— Problem to solve —
An exact transcript of all the records is required, with nothing left out.

Dataset entries
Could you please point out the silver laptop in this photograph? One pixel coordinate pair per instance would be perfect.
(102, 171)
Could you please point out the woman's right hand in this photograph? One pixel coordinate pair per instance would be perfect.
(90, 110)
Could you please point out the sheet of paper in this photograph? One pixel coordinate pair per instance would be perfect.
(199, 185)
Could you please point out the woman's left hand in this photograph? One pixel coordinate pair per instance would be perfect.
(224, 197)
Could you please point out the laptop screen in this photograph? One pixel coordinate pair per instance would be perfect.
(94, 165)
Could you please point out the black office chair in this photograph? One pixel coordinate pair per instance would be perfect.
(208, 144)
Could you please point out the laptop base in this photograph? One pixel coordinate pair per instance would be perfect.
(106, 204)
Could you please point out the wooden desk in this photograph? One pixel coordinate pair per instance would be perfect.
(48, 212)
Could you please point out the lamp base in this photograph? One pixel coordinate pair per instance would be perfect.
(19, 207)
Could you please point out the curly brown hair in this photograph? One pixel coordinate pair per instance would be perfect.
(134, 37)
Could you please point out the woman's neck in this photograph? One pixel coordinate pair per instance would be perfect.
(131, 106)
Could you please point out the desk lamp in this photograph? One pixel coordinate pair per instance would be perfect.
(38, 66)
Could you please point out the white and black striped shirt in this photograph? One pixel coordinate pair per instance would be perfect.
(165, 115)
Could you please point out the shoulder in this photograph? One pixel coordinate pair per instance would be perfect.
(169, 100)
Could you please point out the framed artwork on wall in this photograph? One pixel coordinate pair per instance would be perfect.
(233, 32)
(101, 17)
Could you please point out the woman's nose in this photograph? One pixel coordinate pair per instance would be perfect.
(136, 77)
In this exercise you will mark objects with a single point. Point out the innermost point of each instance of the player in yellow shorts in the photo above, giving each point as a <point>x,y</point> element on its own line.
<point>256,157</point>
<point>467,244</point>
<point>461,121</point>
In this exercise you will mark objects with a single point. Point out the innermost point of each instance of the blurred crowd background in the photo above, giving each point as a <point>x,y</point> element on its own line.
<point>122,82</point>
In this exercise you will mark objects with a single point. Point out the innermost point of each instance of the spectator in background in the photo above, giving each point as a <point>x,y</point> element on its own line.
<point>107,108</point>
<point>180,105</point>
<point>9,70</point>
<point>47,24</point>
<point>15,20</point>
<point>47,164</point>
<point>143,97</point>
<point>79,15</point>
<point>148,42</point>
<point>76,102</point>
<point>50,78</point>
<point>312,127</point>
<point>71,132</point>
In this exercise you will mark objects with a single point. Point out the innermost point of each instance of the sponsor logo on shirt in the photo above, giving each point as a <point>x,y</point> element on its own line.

— Solution to the problem —
Could you please point out the silver laptop in this photograph? One pixel coordinate pair per instance would be perfect.
(102, 171)
Could you please point out the woman's right hand in this photograph? One pixel coordinate pair per instance would be perfect.
(90, 110)
Could you please point out the sheet of paper in this photograph? One pixel coordinate pair per instance would be perfect.
(199, 185)
Could you please point out the woman's left hand in this photograph? One pixel coordinate pair per instance would be perfect.
(224, 197)
Could you please point out the laptop screen in this photograph? One pixel coordinate pair per instance would be perfect.
(94, 165)
Could you please point out the black office chair in this photograph? One pixel coordinate pair per instance would be perfect.
(208, 144)
Could you please point out the laptop base in this photograph? One pixel coordinate pair per instance would be perfect.
(106, 204)
Could you please point out the wooden desk in this photograph? One pixel coordinate pair per instance would be perfect.
(48, 212)
Could you please point out the lamp base in this photograph? One pixel coordinate pair per instance would be perfect.
(19, 207)
Could you please point out the curly brown hair in this photograph? One pixel coordinate pair per instance would be perfect.
(134, 37)
Could you please point out the woman's neck in this photograph? One pixel coordinate pair per instance would be perfect.
(131, 106)
Could you please point out the desk lamp in this photograph? One pixel coordinate pair per instance would be perfect.
(38, 66)
Could you please point out the white and black striped shirt in this photograph? One pixel coordinate pair per instance would be perfect.
(165, 115)
Could you please point out the shoulder in this photograph? One pixel coordinate pair per instance would be perfect.
(169, 100)
Could you please point out the framed artwork on wall in this photograph? One pixel coordinate pair per instance would be perfect.
(233, 32)
(101, 17)
Could you please point out the woman's nose in this photograph? One pixel coordinate pair per instance would be perfect.
(136, 77)
In this exercise you will mark objects with a single point. Point out the innermost point of each instance of the player in yellow shorts in the photo above, giving each point as a <point>x,y</point> element on its own line.
<point>256,157</point>
<point>467,244</point>
<point>461,121</point>
In this exercise you will mark objects with a single point. Point out the innermost point of each instance of the blurred crowd background in the photo above, giving each point as a <point>x,y</point> element on its own line.
<point>122,82</point>
In this exercise you will mark objects with a single point. Point out the innermost point of each instance of the spectator in background in the photo above, giving each point as a <point>x,y</point> element on its own line.
<point>107,108</point>
<point>180,105</point>
<point>9,70</point>
<point>47,24</point>
<point>15,20</point>
<point>47,164</point>
<point>143,97</point>
<point>79,15</point>
<point>148,42</point>
<point>76,102</point>
<point>50,78</point>
<point>312,127</point>
<point>71,132</point>
In this exercise you will mark objects with a single point. Point out the innermost point of each instance of the sponsor logo on shirt in the photo above, giving each point as a <point>x,y</point> element on its own line.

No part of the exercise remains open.